**Objetivo da tarefa**
Redigite sem mudar nada a parte do trecho fornecido que começa nas palavras "Woelz, da Kapitalo, criticou" e pare logo depois de "presidencial de 2022.".

**Trecho fornecido**
..............................

Woelz, da Kapitalo, criticou o fato de o Executivo, principalmente o titular da Economia, não ter apresentado até o momento qualquer plano sobre como lidar com o crescimento do déficit fiscal e a trajetória de endividamento, focando mais em outras questões.
“Ao invés de falar de cabotagem, é preciso falar da trajetória da dívida”, disse. “O foco tem que ser trajetória de dívida, apresentando um cronograma e medidas que possam passar credibilidade [ao mercado].”
A falta de vontade política para realizar reformas também foi abordada. Para eles, isso é fruto do ciclo eleitoral iniciado neste ano, primeiro com o pleito nos municípios, seguido pela escolha dos novos presidentes da Câmara dos Deputados e do Senado, que acontece em fevereiro de 2021, e, por fim, a eleição presidencial de 2022.
Sem um ajuste não será possível controlar a trajetória dos gastos, uma vez que mais de 90% são de despesas obrigatórias. “Não consigo ver consenso, uma conjunção de força para mudar a Constituição para diminuir as despesas obrigatórias, necessário para abrir espaço no Orçamento”, disse Xavier. “Não tem senso de urgência na beira do precipício.”

..............................

**Itens fornecidos**
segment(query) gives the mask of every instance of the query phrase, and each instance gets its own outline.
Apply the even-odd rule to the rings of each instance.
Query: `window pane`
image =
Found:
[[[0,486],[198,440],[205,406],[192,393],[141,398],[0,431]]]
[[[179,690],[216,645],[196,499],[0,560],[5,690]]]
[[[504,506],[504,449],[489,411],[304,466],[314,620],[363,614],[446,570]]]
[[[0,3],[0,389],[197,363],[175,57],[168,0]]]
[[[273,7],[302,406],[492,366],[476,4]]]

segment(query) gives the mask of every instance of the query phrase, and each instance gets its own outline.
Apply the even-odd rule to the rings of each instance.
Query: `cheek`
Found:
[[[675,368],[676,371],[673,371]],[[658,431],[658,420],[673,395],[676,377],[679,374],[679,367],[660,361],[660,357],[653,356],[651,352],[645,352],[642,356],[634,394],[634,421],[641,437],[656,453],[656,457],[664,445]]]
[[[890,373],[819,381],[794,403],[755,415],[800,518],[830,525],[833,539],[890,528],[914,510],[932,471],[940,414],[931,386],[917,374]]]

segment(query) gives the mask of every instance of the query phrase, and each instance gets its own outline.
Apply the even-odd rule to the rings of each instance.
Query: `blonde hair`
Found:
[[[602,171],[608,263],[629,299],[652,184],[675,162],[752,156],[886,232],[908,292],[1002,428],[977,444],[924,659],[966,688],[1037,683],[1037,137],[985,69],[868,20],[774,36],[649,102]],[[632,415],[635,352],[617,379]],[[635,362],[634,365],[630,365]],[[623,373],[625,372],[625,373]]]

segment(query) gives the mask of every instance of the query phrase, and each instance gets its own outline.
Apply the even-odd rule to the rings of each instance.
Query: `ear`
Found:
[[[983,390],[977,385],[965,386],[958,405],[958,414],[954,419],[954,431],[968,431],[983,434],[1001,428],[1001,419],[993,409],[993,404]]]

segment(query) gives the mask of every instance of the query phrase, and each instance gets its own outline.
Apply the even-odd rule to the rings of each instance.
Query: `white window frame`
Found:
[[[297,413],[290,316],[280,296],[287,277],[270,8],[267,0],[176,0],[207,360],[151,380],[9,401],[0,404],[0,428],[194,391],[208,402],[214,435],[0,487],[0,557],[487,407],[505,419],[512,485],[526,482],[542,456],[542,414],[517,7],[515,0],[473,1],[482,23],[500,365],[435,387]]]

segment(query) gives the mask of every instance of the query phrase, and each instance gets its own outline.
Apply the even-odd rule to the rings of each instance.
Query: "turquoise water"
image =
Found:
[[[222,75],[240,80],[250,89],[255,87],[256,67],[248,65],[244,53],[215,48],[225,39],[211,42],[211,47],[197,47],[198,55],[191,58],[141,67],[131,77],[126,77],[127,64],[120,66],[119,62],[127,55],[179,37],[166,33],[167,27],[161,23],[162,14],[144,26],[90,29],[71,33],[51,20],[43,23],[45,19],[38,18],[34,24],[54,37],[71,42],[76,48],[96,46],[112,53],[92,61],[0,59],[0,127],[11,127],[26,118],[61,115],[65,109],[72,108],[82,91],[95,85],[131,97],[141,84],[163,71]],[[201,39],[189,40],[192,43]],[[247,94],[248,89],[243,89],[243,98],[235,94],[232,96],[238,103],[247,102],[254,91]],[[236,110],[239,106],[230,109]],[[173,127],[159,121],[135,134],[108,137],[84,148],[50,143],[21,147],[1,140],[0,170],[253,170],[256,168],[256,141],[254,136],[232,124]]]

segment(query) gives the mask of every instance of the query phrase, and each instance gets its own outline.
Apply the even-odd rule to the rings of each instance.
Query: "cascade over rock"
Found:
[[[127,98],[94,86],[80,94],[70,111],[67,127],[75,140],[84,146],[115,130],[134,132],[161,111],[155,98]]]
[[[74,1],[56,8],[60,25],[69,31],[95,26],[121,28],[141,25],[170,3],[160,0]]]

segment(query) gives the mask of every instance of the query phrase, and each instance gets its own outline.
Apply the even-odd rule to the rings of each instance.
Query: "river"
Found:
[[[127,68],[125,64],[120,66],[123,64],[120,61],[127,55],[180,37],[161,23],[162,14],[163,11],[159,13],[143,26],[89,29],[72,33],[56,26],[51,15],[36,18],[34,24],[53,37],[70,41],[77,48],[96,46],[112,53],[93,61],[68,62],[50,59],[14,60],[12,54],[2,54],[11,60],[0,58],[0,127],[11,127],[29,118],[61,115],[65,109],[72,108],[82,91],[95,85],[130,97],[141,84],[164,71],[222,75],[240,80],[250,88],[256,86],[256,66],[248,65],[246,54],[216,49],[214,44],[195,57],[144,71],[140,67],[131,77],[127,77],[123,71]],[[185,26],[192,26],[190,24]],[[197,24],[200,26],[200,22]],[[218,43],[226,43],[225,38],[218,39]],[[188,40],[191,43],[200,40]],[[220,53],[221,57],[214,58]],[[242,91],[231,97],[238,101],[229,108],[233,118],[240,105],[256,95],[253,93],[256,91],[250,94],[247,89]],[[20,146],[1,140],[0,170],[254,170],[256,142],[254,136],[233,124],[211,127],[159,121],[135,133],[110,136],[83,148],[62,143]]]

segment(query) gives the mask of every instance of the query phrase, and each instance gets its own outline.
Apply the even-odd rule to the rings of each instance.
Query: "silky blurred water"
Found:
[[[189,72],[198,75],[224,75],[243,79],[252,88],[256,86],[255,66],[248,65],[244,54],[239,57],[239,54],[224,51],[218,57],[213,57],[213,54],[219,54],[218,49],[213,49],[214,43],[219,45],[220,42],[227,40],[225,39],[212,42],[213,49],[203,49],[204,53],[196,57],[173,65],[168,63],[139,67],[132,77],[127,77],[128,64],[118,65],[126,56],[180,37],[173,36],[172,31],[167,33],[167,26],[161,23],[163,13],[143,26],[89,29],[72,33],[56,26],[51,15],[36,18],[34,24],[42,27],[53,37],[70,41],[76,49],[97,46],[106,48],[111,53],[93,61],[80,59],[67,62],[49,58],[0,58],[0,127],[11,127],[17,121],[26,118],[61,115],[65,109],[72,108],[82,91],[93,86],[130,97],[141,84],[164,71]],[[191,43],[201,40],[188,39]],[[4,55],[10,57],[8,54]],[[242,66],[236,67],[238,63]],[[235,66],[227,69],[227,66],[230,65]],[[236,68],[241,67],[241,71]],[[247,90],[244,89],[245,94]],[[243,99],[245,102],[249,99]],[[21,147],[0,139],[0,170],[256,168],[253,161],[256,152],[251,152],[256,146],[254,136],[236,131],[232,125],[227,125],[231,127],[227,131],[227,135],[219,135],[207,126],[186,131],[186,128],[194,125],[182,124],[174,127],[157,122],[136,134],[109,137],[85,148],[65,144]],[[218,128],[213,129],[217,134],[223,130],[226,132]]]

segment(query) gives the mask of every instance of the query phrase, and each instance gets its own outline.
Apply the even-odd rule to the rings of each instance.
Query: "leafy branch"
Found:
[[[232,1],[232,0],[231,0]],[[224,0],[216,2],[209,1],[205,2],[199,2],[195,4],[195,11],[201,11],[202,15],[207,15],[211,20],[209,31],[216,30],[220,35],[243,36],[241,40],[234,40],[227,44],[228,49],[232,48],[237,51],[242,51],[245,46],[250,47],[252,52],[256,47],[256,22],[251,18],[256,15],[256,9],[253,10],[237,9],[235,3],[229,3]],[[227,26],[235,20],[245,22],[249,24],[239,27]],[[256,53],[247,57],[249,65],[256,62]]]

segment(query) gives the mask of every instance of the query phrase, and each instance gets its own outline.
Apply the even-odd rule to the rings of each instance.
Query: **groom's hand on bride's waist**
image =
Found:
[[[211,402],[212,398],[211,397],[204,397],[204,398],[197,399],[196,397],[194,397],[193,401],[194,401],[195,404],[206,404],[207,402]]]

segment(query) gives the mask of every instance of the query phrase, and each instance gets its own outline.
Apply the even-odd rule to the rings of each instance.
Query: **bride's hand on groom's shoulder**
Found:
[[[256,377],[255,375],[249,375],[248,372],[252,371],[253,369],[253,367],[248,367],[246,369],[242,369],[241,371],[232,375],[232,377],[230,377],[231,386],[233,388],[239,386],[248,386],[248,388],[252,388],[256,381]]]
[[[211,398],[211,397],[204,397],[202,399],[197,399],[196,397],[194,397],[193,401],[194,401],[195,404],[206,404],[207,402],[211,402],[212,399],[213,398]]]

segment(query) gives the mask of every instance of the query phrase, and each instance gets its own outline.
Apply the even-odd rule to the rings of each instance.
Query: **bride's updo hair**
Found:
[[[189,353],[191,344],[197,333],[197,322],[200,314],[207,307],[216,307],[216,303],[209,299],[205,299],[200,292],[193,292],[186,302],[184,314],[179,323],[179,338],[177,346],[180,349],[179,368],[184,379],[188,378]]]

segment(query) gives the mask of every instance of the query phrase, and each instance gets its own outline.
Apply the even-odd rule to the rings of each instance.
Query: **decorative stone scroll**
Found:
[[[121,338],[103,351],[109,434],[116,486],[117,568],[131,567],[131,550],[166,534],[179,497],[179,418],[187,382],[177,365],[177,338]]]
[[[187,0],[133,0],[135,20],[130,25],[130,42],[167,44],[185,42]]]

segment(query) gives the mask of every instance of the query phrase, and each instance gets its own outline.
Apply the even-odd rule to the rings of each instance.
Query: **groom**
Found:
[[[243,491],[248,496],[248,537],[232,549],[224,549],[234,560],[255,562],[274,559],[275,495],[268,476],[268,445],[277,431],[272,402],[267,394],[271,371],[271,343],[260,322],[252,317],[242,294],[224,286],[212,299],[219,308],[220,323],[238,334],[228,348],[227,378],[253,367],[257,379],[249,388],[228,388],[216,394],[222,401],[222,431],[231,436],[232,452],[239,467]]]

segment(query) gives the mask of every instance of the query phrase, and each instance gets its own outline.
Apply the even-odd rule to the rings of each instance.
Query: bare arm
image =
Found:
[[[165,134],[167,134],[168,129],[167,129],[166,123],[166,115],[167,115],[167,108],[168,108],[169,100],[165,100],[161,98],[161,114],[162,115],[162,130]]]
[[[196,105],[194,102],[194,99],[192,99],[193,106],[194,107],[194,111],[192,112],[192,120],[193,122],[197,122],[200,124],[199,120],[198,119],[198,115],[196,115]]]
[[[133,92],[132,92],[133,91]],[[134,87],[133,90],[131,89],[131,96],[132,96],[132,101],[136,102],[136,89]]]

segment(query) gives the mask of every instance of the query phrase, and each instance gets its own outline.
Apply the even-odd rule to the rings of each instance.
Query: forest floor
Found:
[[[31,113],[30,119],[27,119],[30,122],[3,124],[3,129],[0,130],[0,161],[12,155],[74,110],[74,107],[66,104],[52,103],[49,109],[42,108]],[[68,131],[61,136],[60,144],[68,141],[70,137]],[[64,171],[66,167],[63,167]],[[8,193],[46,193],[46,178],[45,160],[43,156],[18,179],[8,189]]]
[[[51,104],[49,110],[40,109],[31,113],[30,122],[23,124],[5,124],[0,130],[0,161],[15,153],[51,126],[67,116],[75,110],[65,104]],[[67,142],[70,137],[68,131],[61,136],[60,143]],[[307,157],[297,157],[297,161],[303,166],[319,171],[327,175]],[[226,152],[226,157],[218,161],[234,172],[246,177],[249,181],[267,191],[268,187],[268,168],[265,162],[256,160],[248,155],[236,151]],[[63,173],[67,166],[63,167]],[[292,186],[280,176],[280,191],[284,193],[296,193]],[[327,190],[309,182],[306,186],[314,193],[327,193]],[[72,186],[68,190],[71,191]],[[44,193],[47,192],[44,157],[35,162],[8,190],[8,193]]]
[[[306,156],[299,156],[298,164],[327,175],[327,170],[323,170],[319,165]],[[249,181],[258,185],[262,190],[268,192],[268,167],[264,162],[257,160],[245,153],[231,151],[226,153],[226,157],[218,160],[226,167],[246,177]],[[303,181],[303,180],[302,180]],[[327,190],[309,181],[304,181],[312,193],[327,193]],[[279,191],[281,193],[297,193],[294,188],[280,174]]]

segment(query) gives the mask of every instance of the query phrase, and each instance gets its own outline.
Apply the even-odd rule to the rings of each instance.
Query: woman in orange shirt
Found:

..............................

**Solução da tarefa**
Woelz, da Kapitalo, criticou o fato de o Executivo, principalmente o titular da Economia, não ter apresentado até o momento qualquer plano sobre como lidar com o crescimento do déficit fiscal e a trajetória de endividamento, focando mais em outras questões.
“Ao invés de falar de cabotagem, é preciso falar da trajetória da dívida”, disse. “O foco tem que ser trajetória de dívida, apresentando um cronograma e medidas que possam passar credibilidade [ao mercado].”
A falta de vontade política para realizar reformas também foi abordada. Para eles, isso é fruto do ciclo eleitoral iniciado neste ano, primeiro com o pleito nos municípios, seguido pela escolha dos novos presidentes da Câmara dos Deputados e do Senado, que acontece em fevereiro de 2021, e, por fim, a eleição presidencial de 2022.